作業内容:
**1.** 父親の介護についての文章にある「寝たきりで、食事も食べられなくなった父親の在宅復帰は諦めて、僕は父親をマイホームの近くの病院に転院させた。」という一文を英語に翻訳してください。
**2.** 父親の介護についての文章によると、筆者は施設に対し、母親についてどのような時だけ連絡するよう伝えていますか。

選択テキスト:
ターニングポイント②
寝たきりで、食事も食べられなくなった父親の在宅復帰は諦めて、僕は父親をマイホームの近くの病院に転院させた。
そして「オトンの事は俺が最期まで看取るんや。」と決意した。
オカンは施設に入って生活保護を受けている。老々介護で散々オトンを苦しめて、最後には全て僕に面倒事を押し付けられたという事もあり、オカンに対してはもう何も思わない。
主介護者は僕。唯一施設から連絡があるのは僕だけ。そして僕は施設に伝えてある。
「オカンが転倒しようが、怪我しようがどうしようが別に連絡はいらないです。命に関わる状態になった時だけ連絡ください。それ以外はどうでも良いです。」と。
そして今度はオトンが死にかけている。
「せめてオトンの最期は、俺が責任持って看取るんや。」

提供記録:
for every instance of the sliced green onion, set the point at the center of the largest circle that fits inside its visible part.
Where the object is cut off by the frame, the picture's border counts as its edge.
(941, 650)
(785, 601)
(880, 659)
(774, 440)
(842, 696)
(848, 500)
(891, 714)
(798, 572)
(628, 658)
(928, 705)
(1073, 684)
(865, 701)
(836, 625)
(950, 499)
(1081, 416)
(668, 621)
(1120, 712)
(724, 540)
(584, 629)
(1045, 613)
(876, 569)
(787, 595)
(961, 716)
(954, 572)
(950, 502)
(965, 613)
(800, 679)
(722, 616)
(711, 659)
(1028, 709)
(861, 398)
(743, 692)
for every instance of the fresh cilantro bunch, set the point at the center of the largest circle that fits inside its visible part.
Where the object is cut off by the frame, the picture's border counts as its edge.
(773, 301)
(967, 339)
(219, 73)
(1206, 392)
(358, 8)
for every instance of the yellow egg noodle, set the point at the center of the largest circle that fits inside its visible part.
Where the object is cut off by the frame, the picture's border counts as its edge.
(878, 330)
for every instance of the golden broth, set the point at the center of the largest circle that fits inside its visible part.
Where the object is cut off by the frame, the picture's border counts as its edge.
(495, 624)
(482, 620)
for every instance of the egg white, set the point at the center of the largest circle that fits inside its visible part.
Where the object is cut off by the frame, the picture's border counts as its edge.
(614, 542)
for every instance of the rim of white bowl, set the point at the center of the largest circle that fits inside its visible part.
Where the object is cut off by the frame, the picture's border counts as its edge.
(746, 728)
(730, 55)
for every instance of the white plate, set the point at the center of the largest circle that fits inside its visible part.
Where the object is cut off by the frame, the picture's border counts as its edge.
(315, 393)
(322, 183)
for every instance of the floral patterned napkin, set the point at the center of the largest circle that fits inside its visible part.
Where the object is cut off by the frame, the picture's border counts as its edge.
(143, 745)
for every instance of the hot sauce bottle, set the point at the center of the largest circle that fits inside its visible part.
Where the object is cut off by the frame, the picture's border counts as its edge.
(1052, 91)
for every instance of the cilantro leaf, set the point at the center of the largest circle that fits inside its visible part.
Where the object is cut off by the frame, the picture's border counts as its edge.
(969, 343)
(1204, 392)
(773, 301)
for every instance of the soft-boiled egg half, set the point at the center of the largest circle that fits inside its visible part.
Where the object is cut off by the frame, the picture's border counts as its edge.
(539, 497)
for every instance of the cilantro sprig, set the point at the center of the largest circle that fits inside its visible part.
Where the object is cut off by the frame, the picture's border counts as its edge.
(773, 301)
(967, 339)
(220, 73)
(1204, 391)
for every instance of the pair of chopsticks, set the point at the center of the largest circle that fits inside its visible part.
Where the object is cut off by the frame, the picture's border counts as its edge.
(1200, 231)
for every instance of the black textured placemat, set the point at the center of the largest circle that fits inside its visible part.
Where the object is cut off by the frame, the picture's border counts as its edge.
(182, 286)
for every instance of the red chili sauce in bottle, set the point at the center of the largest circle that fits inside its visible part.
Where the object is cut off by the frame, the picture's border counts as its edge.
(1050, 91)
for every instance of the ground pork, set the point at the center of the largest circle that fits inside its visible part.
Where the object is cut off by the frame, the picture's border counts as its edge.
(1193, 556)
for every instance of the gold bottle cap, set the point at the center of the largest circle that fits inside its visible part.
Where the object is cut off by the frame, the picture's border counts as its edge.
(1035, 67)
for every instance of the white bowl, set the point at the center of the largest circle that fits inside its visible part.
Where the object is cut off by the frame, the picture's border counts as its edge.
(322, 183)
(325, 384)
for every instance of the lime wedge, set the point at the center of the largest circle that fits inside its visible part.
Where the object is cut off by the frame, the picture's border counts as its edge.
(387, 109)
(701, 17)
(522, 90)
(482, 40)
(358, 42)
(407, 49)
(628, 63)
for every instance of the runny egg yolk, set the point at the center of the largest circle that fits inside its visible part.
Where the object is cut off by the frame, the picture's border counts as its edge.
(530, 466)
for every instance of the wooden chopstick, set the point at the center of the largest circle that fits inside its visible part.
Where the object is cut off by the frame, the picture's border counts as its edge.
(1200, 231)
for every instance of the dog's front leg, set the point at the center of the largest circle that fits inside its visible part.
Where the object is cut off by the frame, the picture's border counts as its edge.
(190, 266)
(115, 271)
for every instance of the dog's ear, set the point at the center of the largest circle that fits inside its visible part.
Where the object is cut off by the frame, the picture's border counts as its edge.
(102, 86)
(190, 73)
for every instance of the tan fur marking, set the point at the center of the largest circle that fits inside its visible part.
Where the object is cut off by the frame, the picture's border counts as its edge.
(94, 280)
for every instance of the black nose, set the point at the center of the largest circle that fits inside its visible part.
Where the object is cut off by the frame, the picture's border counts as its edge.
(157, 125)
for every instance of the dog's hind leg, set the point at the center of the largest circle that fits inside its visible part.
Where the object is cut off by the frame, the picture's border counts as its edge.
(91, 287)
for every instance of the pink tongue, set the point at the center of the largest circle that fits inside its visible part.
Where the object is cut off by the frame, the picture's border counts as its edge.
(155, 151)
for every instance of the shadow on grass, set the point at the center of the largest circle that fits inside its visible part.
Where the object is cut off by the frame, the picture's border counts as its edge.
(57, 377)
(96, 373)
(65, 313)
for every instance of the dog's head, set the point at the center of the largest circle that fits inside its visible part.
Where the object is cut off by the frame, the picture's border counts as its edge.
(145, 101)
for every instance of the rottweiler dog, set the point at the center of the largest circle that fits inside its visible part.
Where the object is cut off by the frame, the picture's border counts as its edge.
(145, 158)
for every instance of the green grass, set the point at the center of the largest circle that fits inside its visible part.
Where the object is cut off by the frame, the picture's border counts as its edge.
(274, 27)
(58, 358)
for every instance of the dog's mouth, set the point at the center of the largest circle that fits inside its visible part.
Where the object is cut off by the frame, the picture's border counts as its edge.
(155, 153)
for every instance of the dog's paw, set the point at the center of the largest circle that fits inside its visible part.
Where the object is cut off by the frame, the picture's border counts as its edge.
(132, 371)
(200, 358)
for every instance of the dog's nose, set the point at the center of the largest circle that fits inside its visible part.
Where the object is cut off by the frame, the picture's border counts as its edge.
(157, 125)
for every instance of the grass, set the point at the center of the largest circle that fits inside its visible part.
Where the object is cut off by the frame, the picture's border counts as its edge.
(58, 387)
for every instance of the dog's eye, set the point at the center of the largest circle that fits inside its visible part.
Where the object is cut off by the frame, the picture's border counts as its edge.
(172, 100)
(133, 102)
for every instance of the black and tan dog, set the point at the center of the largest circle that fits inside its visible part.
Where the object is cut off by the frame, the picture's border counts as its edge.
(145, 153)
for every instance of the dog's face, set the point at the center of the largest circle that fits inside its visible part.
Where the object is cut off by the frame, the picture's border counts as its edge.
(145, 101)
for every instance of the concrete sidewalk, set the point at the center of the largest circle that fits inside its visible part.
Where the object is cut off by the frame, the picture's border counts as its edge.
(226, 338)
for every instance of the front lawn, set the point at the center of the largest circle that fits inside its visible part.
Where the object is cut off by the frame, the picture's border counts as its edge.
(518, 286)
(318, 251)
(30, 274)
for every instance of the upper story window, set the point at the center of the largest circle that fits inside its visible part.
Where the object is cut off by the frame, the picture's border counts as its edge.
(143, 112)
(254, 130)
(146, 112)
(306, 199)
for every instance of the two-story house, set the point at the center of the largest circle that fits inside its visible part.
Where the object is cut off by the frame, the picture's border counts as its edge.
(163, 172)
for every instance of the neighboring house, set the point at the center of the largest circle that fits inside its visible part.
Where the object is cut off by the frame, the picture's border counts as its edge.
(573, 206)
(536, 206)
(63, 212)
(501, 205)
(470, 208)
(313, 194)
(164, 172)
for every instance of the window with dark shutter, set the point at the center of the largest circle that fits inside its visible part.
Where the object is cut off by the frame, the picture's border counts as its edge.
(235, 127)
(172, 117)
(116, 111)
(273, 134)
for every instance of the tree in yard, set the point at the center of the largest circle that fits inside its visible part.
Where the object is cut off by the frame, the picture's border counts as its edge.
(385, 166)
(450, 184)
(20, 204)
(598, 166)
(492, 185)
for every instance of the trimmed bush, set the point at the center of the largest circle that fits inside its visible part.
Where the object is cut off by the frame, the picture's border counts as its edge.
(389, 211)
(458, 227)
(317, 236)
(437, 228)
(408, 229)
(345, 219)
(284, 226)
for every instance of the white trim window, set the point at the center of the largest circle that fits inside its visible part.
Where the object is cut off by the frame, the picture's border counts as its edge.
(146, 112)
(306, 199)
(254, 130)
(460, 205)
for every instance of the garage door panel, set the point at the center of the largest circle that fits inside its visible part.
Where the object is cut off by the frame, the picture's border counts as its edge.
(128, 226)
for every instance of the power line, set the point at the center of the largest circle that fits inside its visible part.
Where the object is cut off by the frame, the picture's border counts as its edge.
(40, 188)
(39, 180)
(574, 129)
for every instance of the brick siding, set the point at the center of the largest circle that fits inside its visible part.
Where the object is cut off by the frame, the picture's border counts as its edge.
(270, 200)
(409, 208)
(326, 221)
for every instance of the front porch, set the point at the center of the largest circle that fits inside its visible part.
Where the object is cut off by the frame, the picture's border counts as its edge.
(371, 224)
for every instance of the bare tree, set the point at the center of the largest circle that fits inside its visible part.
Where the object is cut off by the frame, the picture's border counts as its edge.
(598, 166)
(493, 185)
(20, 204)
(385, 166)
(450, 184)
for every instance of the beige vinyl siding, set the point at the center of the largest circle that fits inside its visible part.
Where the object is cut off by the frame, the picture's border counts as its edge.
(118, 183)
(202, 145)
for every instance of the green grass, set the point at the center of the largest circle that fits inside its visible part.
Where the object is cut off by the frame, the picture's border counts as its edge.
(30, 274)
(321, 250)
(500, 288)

解答一覧:
**1.** Giving up on bringing my bedridden father, who could no longer eat, back home, I had him transferred to a hospital near my house.

**2.** 命に関わる状態になった時だけです。